■ EXERCISE AIM ■
Continue the passage below on whether northern pike suspend, starting right after its last sentence.

Do northern pike suspend? Yes, sort of.

Red Lake northern pike
I'm sure Bow Narrows angler Carl Cieplik didn't catch this beautiful northern pike by trolling over deep water. He almost certainly was casting along the shoreline and weedbeds.

But I have known of other anglers who "accidentally" caught pike, including some whoppers, by doing that very thing -- trolling lures that run just below the surface in waters that were 20-100 feet deep.

Usually these fishermen never expected to catch anything in these conditions; they were just moving from one island to another and didn't want to reel in all their line.

I don't know of anyone who caught many pike at one time doing this. Usually it's just the one.

So while its not a recommended way of fishing for pike -- just about all of them are along the shorelines or at least are on the bottom in deeper water -- it is possible.

In a way, I don't think these fish are suspended. Rather, they are cruising just below the surface.

Many times on dead calm days I've seen schools of fish, some of them pike but mostly lake trout, whitefish and tulibees, that have "pinned" a cloud of baitfish against the surface.

This phenomenon is called a "bait ball" by ocean fishermen.

■ DATA RECORDS ■
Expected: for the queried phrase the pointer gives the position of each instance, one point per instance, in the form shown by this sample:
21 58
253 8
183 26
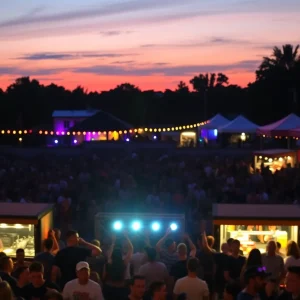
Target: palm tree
282 65
281 60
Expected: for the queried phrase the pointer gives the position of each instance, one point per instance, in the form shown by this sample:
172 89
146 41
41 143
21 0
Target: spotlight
155 226
136 226
173 226
117 225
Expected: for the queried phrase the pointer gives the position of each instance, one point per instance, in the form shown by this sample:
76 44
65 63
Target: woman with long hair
293 255
5 291
115 271
254 259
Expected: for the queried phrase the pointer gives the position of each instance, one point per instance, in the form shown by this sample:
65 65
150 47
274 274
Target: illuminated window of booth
113 135
257 236
15 236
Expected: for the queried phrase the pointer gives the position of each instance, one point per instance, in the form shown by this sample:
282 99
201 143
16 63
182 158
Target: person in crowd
191 285
61 243
6 292
254 259
158 290
293 255
292 284
47 259
66 259
114 273
20 259
168 256
254 279
235 261
206 258
38 286
83 286
278 250
179 270
274 263
53 295
22 276
153 270
137 288
139 257
97 262
231 290
6 267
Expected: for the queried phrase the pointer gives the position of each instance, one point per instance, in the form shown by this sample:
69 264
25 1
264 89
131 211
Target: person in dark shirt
67 258
292 289
235 261
6 267
22 276
254 279
137 288
222 273
179 269
46 258
38 287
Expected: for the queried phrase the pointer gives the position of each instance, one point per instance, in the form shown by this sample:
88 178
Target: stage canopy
281 127
239 125
215 122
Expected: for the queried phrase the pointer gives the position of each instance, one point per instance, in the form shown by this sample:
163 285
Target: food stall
255 225
24 225
275 159
188 139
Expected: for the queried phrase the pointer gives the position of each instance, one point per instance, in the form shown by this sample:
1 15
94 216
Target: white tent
239 125
215 122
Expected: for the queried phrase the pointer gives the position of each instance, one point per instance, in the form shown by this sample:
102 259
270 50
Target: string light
133 130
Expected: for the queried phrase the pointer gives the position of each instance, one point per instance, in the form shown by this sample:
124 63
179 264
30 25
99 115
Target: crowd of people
134 268
83 184
131 267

■ RESPONSE BOX ■
There are also usually sea gulls, terns and loons taking part in the action. In fact, that is what you'll notice, all the bird activity out in the middle of the lake. They will spook when you are about a hundred yards away but you can then cut your motor and idle or paddle up to the bait ball. Usually you can catch three or four fish before either you scare everything away or you lose the location in the featureless center of the lake.

If you want to try something new when fishing at camp next summer, try trolling out in the big water on a day when the lake surface is like a mirror. Let out a lot of line, 100 feet or more, and use a shallow running stick bait such as Rapala. Try something that will stay within 12 feet of the surface.

You might just find a school of fish or big loners that are looking for bait fish that show up easily from below against the mirror surface.